PROMPT: Reproduce every line of the material below word for word, omitting the pictures.

[Photo-based point labeling data]
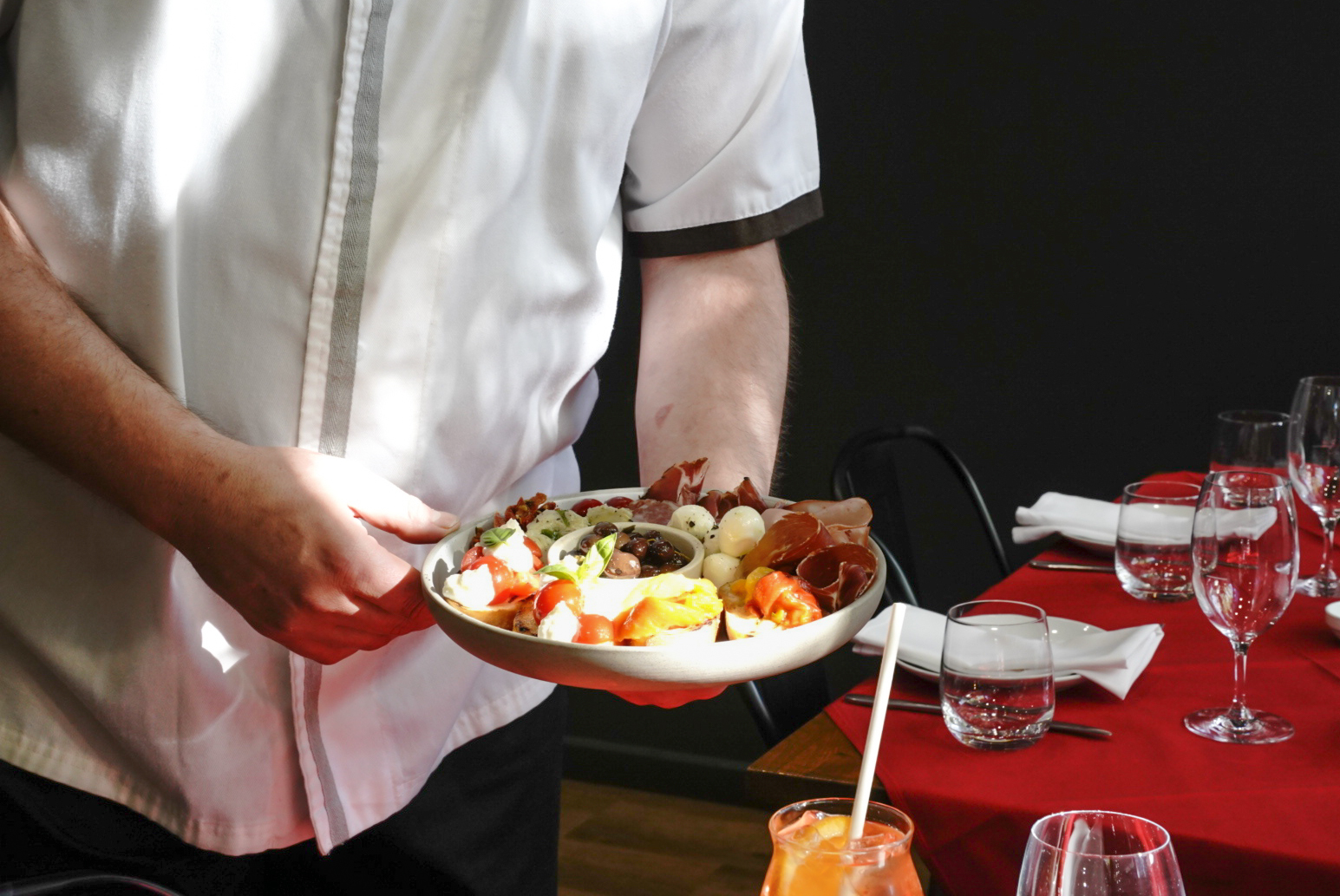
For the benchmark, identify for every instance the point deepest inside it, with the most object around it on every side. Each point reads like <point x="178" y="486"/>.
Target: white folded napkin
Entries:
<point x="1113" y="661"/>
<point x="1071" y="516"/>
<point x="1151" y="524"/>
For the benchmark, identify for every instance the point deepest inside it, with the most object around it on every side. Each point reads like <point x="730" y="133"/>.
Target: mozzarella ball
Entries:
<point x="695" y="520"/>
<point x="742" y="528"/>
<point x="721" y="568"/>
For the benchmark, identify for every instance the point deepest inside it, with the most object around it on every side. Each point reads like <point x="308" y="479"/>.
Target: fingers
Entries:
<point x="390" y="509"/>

SOLUTION TO THIS TASK:
For the benchmark, identify for every instance the point deepest inside it, with the most object around it on every side. Each point reads like <point x="178" y="486"/>.
Target: white folded napkin
Entries:
<point x="1113" y="661"/>
<point x="1071" y="516"/>
<point x="1151" y="524"/>
For the benchmark, identify for every instance the point deepest inside it, with the most object around it on every side. Each point reads like <point x="730" y="133"/>.
Target: mozzarella ball
Entries:
<point x="695" y="520"/>
<point x="742" y="528"/>
<point x="721" y="568"/>
For the benchmark, identify for every instance the point deepest inside it, with the most object around it on every side. Each point reads like <point x="308" y="479"/>.
Target: fingers
Entries:
<point x="390" y="509"/>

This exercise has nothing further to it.